Hadisçiler Diyarı
14 Nisan Pazartesi, Taşkent:
Ankara’dan gece 12’den sonra AJet ile üç buçuk saat uçtuktan sonra iki saatlik bir fark olduğu için gün doğumunda Taşkent havaalanına indik. Sabah namazını uçakta kılmış olduk.

Otobüse binerek sempozyumun önemli paydaşlarından olan Oriental Ünivesitesi’ne gittik. Geleneksel kıyafetler giymiş kızlı erkekli birkaç üniversite öğrencisinin ekmekli ballı karşılamalarının ardından Rektör Nozimjon Mamataxunov Azizovich Bey’in makamına geçtik. Rektör, sempozyumun koordinatörü olan değerli kardeşimiz Dr. Yılmaz Çankaloğlu’nun da hocalık yaptığı ve birkaç yıl önce açılan, ilk mezunlarını veren bu yeni üniversite hakkında bilgiler verdi. (1) Ardından bizler için Türk usulü hazırlanan kahvaltıya geçtik.


Kahvaltıdan sonra 1551-1575 yıllarında Şeybaniler Sultanı Dervişhan’ın Kokaldaş lakaplı veziri tarafından yaptırılan Kokaldaş Medresesi ve Camii’ni ziyaret ettik, oradaki hocalarla ve talebelerle görüşüp bilgiler aldık.



Sonra grup İmam Külliyesi’ne geçti ve oradaki 1856-1857 yıllarında inşa edilen Mûy-i Mübarek Medresesi’nde sergilenen Hz. Osman Mushafı’nı yerinde gördüler. Bu Kur’an-ı Kerim’in, Emir Timur tarafından 14. yüzyılda Bağdat’tan Semerkant’a getirildiği tahmin ediliyor. Rusların Orta Asya’yı ele geçirmesinin ardından 1869’da St. Petersburg’a götürülen Kur’an, 1923’te geri getirilerek önce Semerkant’a, sonra da Özbekistan Müslümanları Dini İdaresinin müzesi olan Mûy-i Mübarek Medresesi’nde muhafaza edilmeye başlandı.

[Görevler]
(1) Taşkent gezi yazısına göre grubun Taşkent havaalanına neden gün doğumunda indiğini bir iki cümleyle açıklayın.
(2) Taşkent gezi yazısında adı geçen şehirlerin hepsini sıralayın.
(3) Taşkent gezi yazısında "Otobüse binerek sempozyumun" ile başlayıp "görüşüp bilgiler aldık." ile biten bölümü aynen aktarın.

[Çıkarılan veriler]
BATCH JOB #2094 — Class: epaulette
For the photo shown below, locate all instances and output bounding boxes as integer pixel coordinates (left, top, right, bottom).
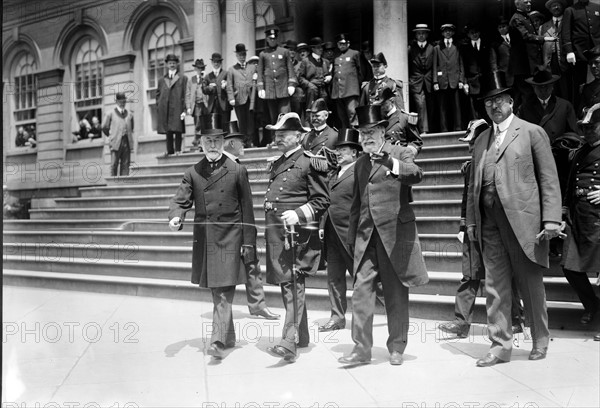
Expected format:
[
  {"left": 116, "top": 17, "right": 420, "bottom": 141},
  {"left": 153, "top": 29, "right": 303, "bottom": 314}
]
[{"left": 304, "top": 150, "right": 329, "bottom": 173}]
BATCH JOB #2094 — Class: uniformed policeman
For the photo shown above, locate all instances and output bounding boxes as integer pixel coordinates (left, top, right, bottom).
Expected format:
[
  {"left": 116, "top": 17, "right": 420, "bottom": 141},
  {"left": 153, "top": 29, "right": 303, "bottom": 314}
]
[
  {"left": 561, "top": 103, "right": 600, "bottom": 341},
  {"left": 264, "top": 112, "right": 329, "bottom": 361}
]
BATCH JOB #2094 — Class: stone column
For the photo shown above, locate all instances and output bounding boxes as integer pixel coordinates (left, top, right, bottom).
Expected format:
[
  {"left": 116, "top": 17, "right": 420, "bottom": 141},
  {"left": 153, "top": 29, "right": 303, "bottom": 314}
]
[{"left": 373, "top": 0, "right": 409, "bottom": 110}]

[Cevaplar]
(1) Grup Ankara'dan gece 12'den sonra AJet ile kalkıp üç buçuk saat uçtu. İki şehir arasında iki saatlik fark olduğu için Taşkent havaalanına gün doğumunda indi.

(2) Ankara, Taşkent, Bağdat, Semerkant, St. Petersburg

(3)
Otobüse binerek sempozyumun önemli paydaşlarından olan Oriental Ünivesitesi’ne gittik. Geleneksel kıyafetler giymiş kızlı erkekli birkaç üniversite öğrencisinin ekmekli ballı karşılamalarının ardından Rektör Nozimjon Mamataxunov Azizovich Bey’in makamına geçtik. Rektör, sempozyumun koordinatörü olan değerli kardeşimiz Dr. Yılmaz Çankaloğlu’nun da hocalık yaptığı ve birkaç yıl önce açılan, ilk mezunlarını veren bu yeni üniversite hakkında bilgiler verdi. (1) Ardından bizler için Türk usulü hazırlanan kahvaltıya geçtik.


Kahvaltıdan sonra 1551-1575 yıllarında Şeybaniler Sultanı Dervişhan’ın Kokaldaş lakaplı veziri tarafından yaptırılan Kokaldaş Medresesi ve Camii’ni ziyaret ettik, oradaki hocalarla ve talebelerle görüşüp bilgiler aldık.